GOAL - Retype all the records with nothing changed.

════════════════════

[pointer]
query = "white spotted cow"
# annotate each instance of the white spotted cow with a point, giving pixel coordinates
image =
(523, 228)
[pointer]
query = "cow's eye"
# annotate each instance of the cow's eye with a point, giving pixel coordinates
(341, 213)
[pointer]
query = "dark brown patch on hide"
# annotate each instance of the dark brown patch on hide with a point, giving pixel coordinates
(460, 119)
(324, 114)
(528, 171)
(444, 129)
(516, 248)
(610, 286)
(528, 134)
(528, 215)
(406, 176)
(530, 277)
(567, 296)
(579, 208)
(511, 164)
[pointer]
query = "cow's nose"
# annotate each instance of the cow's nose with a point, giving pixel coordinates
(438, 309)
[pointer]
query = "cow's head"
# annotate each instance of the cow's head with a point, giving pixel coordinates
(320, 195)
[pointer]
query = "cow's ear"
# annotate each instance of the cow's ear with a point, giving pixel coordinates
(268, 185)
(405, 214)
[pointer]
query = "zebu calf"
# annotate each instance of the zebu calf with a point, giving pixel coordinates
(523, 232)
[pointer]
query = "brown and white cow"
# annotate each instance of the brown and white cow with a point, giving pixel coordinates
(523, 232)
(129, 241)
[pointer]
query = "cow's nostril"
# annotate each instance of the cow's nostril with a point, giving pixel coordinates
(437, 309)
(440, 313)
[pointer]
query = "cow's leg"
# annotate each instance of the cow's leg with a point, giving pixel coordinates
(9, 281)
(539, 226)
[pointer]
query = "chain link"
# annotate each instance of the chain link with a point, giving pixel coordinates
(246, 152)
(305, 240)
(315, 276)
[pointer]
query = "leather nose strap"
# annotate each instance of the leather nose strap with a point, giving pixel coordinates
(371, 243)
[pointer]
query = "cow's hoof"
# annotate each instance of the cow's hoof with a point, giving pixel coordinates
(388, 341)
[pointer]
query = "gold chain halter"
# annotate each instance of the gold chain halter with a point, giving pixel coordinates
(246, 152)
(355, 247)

════════════════════

PROBLEM SOLUTION -
[pointer]
query = "white spotted cow"
# annotate each instance of the white spotted cow with a point, giving pixel coordinates
image =
(523, 228)
[pointer]
query = "cow's eye"
# annotate each instance of the cow's eye with a point, giving pixel coordinates
(341, 213)
[pointer]
query = "dark brown patch on hide"
# annotate each instance of the dark brown patch on hide with a point, giving pixel coordinates
(460, 119)
(324, 114)
(528, 171)
(444, 129)
(516, 248)
(610, 286)
(528, 134)
(528, 215)
(406, 176)
(530, 277)
(567, 296)
(579, 208)
(511, 164)
[pointer]
query = "cow's nose"
# annotate each instance of the cow's nose with a point, giving pixel coordinates
(438, 309)
[pointer]
query = "cow's head"
# annotate each instance of the cow's head with a point, giving pixel coordinates
(320, 195)
[pointer]
query = "cow's ear"
# annotate each instance of the cow's ear with a point, giving pixel coordinates
(268, 185)
(405, 214)
[pointer]
query = "zebu calf"
# annotate each instance of the zebu calf with a point, giving pixel coordinates
(523, 232)
[pointer]
query = "brown and white cow"
# annotate each instance of the brown and white cow with a point, giving pixel coordinates
(523, 232)
(129, 241)
[pointer]
query = "cow's nostril"
# annotate each instance of the cow's nostril with a point, giving pixel coordinates
(437, 309)
(440, 313)
[pointer]
query = "cow's leg"
# annotate each instance of the cow's leg with a point, giving pixel coordinates
(9, 281)
(539, 226)
[pointer]
query = "chain link"
# annotate each instance of the chain link with a point, giving pixel coordinates
(246, 152)
(305, 240)
(315, 276)
[pointer]
query = "leather nose strap"
# annotate each instance of the leather nose strap with a point, giving pixel coordinates
(371, 243)
[pointer]
query = "cow's hoof"
# annotate each instance of the cow's hoof with a point, giving pixel coordinates
(388, 341)
[pointer]
query = "gold chain halter"
# annotate each instance of the gold chain halter with a point, giving pixel coordinates
(246, 152)
(355, 247)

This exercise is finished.